Where a record contains an image, leave the image out and print the rest exactly.

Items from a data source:
=======
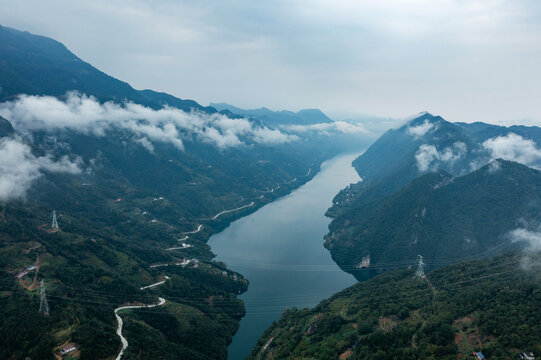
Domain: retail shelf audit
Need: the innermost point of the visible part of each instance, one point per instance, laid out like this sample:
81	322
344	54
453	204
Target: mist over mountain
267	116
442	217
430	143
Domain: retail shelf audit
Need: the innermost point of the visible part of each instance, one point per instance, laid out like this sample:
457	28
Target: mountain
37	65
138	182
489	306
274	118
439	216
429	143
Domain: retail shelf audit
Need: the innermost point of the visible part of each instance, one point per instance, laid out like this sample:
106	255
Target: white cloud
343	127
531	237
168	125
19	168
514	147
428	157
420	130
147	144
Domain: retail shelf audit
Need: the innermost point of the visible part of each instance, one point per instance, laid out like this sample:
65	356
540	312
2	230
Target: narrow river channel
279	249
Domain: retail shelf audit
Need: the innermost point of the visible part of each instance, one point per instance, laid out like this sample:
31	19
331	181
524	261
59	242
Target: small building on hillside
68	349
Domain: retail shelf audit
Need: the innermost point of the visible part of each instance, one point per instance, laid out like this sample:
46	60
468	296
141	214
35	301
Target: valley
293	210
=======
Result of this exercise:
Domain: retail shelf audit
Need: the innermost point of the visible part of each instance, one point per instance, laid out like this sample:
81	322
344	54
453	204
Target: mist over mountain
267	116
442	217
430	143
Domain: retail shelf audit
Need: the innermost point of the visible part of each instance, one point per instance, laid out like this sample:
457	28
Target: mountain
37	65
138	182
489	306
274	118
439	216
429	143
Domain: retail shelf audit
Need: the innermost point of the visible part of each instance, one point per instance, laid out like this sample:
106	255
Target: white cloud
343	127
531	237
168	125
19	168
514	147
428	157
420	130
147	144
Domain: retail shelf audit
Need: the innermost point of the visible part of each instance, one point per instance, laid out like this sample:
65	356
540	312
2	230
Target: narrow river channel
279	249
Domain: retail shelf audit
Need: the innermost point of the visible part of each instance, one point per instance, laid out like this sample:
31	19
331	181
524	261
59	242
Target: small building on hillside
68	349
Domain: retail shelf audit
Need: the innermost point of the visible part of each instance, one point per instance, laid out like this sample:
46	60
468	296
141	214
35	301
Target: valley
293	210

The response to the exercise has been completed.